## begin EXTRACT

- Hangul: 부여다루
- Hanja: 扶餘多婁
- RR: Buyeo Daru
- MR: Puyŏ Taru

Monarch name
- Hangul: 다루왕
- Hanja: 多婁王
- RR: Daruwang
- MR: Taruwang

= Taru of Paekche =

2nd King of Paekche (r. 28–77)

Taru (?–77, r. 28-77) was the second king of Paekche, one of the Three Kingdoms of Korea.

==Background==
He was the eldest son of the founding monarch Onjo and became the heir of throne in the year 10. He became king upon Onjo's death in 28 which was the 46th year of his reign. The Samguk sagi records that "he was a generous man and had presence and esteem".

==Reign==
The Samguk sagi records many battles against the "Malgal" during Taru's reign. It is unclear who this refers to, as the Mohe tribes are thought to have occupied Manchuria northwest of the northern Korean kingdom Goguryeo, far from Paekche's capital (generally presumed to have been in the present-day Seoul region). The "Malgal" do not appear to refer to the Buyeo people that founded Paekche, nor to the Mahan confederacy tribes subjugated by Paekche. They appear to have remained from the earlier period, incited by Chinese commanderies to attack Paekche. The battles indicate that Paekche as a new power was still expanding its control of the central Korean Peninsula.

Samguk sagi:
- 29 AD, spring, first month. The king paid respects at the shrine of his grandfather, Jumong. Second month. The king made sacrifices to heaven at the southern altar.
- 30 AD, winter, tenth month. Heul-u(屹于) of the eastern district fought the Malgal to the west of Mt. Masu where he overcame them and awarded by the king.

## end EXTRACT

-- WORK TO COMPLETE --
#1 Write out the portion of the Taru of Paekche article from "- Hangul: 부여다루" down to "Paekche (r. 28–77)", word for word.
#2 From the records below, extract every line from the one containing "Can you find the white" down to the one containing "xmin=108 ymin=57 xmax=628 ymax=562", both included, and reproduce them unchanged.

## begin SUPPLIED MATERIAL

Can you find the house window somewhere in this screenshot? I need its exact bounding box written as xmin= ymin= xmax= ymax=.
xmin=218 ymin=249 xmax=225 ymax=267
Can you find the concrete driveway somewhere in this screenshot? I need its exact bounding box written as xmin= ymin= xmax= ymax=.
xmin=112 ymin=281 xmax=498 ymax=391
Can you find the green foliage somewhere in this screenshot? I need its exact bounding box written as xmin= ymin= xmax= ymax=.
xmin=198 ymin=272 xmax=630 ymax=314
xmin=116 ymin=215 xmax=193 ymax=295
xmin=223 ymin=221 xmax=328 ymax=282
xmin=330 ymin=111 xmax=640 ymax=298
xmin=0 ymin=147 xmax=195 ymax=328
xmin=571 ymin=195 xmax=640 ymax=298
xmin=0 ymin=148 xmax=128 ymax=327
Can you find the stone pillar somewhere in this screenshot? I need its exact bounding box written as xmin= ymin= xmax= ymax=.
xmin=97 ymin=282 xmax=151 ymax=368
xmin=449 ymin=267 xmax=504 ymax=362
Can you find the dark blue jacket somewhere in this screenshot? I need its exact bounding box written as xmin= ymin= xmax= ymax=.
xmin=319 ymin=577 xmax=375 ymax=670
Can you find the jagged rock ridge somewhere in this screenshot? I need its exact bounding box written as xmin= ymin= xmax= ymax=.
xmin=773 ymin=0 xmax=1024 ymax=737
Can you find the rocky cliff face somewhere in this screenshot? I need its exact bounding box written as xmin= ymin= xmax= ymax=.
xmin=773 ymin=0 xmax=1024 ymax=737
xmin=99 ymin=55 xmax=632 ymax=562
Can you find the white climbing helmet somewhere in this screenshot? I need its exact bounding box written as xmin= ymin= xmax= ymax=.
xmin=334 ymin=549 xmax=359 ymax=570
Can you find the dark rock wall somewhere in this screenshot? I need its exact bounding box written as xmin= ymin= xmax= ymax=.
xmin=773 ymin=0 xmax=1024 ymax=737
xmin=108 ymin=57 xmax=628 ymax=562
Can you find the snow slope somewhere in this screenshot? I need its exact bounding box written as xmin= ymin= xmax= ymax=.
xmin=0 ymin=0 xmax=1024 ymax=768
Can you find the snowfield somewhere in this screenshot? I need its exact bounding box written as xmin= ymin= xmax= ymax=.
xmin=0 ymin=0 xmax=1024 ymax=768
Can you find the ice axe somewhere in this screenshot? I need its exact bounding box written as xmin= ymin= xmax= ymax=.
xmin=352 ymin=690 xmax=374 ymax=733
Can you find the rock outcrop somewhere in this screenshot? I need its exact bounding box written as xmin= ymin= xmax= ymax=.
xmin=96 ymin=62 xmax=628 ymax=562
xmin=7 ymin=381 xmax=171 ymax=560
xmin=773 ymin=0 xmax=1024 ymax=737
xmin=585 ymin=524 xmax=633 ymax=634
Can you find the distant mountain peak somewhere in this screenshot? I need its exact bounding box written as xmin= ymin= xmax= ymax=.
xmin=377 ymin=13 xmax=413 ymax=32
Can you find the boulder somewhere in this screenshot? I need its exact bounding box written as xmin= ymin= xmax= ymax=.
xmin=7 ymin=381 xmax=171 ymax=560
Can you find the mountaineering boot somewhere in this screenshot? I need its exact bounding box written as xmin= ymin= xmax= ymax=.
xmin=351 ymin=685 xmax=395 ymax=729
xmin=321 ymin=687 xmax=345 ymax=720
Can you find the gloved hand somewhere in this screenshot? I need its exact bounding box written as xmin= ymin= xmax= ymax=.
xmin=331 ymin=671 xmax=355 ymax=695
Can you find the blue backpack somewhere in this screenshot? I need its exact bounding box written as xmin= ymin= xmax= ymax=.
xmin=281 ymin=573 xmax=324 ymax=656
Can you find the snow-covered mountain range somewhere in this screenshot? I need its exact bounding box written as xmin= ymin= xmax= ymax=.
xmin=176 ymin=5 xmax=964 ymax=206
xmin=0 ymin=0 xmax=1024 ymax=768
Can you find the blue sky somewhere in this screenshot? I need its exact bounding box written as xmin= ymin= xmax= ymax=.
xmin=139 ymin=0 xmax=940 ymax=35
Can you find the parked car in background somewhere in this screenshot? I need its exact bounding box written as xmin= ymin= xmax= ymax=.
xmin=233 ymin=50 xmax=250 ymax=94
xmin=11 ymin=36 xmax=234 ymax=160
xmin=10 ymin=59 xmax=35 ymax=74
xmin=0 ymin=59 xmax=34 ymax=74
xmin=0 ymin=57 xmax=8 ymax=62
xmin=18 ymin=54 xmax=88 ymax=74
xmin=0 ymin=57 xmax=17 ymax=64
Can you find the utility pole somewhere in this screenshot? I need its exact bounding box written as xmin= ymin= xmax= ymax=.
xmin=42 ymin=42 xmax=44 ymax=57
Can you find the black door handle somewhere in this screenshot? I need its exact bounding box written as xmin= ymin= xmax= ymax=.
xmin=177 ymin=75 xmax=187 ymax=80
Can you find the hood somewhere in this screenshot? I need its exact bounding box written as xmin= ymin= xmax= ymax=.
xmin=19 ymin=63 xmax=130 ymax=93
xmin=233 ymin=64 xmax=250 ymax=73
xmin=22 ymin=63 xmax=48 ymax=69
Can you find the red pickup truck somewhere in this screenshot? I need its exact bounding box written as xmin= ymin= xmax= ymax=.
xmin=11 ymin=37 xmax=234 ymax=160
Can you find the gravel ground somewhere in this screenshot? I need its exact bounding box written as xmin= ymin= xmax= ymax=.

## end SUPPLIED MATERIAL

-- RESPONSES TO THE TASKS --
#1
- Hangul: 부여다루
- Hanja: 扶餘多婁
- RR: Buyeo Daru
- MR: Puyŏ Taru

Monarch name
- Hangul: 다루왕
- Hanja: 多婁王
- RR: Daruwang
- MR: Taruwang

= Taru of Paekche =

2nd King of Paekche (r. 28–77)

#2
Can you find the white climbing helmet somewhere in this screenshot? I need its exact bounding box written as xmin= ymin= xmax= ymax=.
xmin=334 ymin=549 xmax=359 ymax=570
Can you find the dark rock wall somewhere in this screenshot? I need its exact bounding box written as xmin= ymin= xmax= ymax=.
xmin=773 ymin=0 xmax=1024 ymax=737
xmin=108 ymin=57 xmax=628 ymax=562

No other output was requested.